-- start Text --

Binder badge Colab badge

Label Ambiguity

This notebooks provides an overview for using and understanding the label ambiguity check.

Structure:

[1]:
from deepchecks.checks.integrity import LabelAmbiguity
from deepchecks.base import Dataset
import pandas as pd

## What is Label Ambiguity?

Label Ambiguity searches for identical samples with different labels. This can occur due to either mislabeled data, or when the data collected is missing features necessary to separate the labels. If the data is mislabled, it can confuse the model and can result in lower performance of the model.

## Load Data

[2]:
from deepchecks.datasets.classification.phishing import load_data

phishing_dataframe = load_data(as_train_test=False, data_format='Dataframe')
phishing_dataset = Dataset(phishing_dataframe, label='target', features=['urlLength', 'numDigits', 'numParams', 'num_%20', 'num_@', 'bodyLength', 'numTitles', 'numImages', 'numLinks', 'specialChars'])
Automatically inferred these columns as categorical features: numParams, num_%20, num_@.

Run the check

[3]:
LabelAmbiguity().run(phishing_dataset)

Label Ambiguity

Find samples with multiple labels. Read More...

Additional Outputs
Each row in the table shows an example of a data sample and the its observed labels as found in the dataset. Showing top 5 of 17
urlLength numDigits numParams num_%20 num_@ bodyLength numTitles numImages numLinks specialChars
Observed Labels
(0, 1) 81 6 0 0 0 0 0 0 0 0
(0, 1) 82 2 0 0 0 0 0 0 0 0
(0, 1) 85 0 0 0 0 0 0 0 0 0
(0, 1) 85 20 0 0 0 0 0 0 0 0
(0, 1) 88 0 0 0 0 0 0 0 0 0

We can also check label ambiguity on a subset of the features:

[4]:
LabelAmbiguity(columns=['urlLength', 'numDigits']).run(phishing_dataset)

-- end Text --

* [Tasks to perform]
A - According to the label ambiguity notebook, why can mislabeled data hurt a model?
B - Can you extend the label ambiguity notebook past its final code cell, the one that runs the check on only the urlLength and numDigits columns?

-- start Extracted data --

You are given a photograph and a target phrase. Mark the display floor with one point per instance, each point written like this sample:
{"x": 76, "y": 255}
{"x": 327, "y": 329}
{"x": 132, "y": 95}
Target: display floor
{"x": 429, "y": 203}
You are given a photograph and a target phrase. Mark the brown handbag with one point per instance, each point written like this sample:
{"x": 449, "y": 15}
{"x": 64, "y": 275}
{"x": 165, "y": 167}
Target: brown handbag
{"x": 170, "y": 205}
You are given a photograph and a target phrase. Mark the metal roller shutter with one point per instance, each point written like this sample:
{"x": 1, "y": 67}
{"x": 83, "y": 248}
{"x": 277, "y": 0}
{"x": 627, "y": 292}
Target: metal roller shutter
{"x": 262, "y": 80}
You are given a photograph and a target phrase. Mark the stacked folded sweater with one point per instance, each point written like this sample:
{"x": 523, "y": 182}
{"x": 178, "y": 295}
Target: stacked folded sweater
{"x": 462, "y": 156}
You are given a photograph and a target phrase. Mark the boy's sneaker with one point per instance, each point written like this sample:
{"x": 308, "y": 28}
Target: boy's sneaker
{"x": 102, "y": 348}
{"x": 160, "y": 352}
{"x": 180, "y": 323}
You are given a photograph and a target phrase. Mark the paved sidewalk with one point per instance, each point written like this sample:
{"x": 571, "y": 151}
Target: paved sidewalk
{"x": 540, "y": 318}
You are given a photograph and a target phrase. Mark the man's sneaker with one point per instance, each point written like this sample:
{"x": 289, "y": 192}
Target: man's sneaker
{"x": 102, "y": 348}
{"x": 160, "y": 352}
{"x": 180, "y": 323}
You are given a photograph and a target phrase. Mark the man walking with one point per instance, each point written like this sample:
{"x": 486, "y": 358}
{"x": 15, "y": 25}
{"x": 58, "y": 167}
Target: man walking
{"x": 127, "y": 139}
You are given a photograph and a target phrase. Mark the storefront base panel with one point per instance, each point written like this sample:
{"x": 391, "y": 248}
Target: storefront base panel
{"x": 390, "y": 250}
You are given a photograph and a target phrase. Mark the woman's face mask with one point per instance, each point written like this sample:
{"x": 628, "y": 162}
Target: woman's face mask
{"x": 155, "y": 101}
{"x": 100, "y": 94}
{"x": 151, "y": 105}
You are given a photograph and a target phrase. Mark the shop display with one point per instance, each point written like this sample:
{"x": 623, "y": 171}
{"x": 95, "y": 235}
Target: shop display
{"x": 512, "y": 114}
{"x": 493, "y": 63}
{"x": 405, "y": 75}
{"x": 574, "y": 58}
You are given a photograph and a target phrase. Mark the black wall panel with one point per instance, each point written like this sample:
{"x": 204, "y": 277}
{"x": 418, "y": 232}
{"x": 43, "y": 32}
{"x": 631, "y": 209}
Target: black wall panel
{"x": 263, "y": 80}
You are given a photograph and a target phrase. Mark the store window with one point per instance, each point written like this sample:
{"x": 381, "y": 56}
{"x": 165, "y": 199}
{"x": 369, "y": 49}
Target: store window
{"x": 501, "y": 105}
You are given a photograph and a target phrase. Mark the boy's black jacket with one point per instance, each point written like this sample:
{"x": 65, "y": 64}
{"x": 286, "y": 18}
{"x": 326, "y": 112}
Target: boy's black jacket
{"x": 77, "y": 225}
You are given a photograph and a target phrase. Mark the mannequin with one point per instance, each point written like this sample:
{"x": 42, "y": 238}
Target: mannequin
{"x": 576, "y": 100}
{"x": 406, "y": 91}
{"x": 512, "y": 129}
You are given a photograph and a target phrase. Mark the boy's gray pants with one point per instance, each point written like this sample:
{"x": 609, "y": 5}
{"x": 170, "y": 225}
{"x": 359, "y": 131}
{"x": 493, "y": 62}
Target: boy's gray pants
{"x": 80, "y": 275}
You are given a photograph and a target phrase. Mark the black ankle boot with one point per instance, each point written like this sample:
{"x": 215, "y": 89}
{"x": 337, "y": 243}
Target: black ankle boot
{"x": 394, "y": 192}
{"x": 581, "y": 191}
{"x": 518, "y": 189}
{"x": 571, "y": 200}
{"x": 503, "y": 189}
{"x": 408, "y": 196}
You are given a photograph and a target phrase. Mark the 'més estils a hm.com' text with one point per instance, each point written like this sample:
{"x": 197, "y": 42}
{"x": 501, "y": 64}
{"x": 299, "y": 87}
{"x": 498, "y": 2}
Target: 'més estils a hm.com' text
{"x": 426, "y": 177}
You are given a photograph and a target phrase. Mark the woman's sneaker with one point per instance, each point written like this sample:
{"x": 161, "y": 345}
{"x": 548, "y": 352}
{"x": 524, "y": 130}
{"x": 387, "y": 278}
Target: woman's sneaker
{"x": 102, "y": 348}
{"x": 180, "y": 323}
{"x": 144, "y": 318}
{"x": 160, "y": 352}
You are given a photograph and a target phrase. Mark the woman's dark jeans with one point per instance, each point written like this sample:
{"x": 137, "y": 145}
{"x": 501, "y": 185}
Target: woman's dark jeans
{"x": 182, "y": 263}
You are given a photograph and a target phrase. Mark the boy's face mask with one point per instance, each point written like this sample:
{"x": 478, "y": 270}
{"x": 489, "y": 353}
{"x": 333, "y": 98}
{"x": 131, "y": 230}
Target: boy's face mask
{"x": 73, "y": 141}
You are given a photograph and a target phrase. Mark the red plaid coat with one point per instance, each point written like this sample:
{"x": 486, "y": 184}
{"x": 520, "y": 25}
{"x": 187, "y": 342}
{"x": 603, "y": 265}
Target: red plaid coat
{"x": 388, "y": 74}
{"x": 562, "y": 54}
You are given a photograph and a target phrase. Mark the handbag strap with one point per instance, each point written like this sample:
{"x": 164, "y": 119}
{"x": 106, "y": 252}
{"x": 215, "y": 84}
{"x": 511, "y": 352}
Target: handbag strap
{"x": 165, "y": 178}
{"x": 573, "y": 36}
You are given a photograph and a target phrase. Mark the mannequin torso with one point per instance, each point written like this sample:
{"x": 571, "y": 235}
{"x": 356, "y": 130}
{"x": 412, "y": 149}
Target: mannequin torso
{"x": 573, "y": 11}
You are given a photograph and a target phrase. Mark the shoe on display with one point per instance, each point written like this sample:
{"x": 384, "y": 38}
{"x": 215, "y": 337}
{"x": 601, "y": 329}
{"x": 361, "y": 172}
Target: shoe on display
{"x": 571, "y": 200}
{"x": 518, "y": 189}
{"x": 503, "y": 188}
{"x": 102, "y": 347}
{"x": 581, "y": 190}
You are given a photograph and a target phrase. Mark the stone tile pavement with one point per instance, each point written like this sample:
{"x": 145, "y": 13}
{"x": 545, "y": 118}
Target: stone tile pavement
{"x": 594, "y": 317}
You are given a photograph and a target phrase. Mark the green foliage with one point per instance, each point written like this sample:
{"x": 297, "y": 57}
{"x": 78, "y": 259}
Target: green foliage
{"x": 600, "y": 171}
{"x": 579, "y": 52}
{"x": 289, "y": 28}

-- end Extracted data --

* [Answers to the problems]
A - Mislabeled data can confuse the model, which can lower its performance.

B -
Label Ambiguity

Find samples with multiple labels. Read More...

Additional Outputs
Each row in the table shows an example of a data sample and the its observed labels as found in the dataset. Showing top 5 of 78
urlLength numDigits
Observed Labels
(0, 1) 81 0
(0, 1) 81 6
(0, 1) 82 2
(0, 1) 84 2
(0, 1) 85 0

Define a condition

Now, we define a condition that enforces that the ratio of ambiguous samples should be 0. A condition is deepchecks’ way to validate model and data quality, and let you know if anything goes wrong.

[5]:
check = LabelAmbiguity()
check.add_condition_ambiguous_sample_ratio_not_greater_than(0)
result = check.run(phishing_dataset)
result.show(show_additional_outputs=False)

Label Ambiguity

Find samples with multiple labels. Read More...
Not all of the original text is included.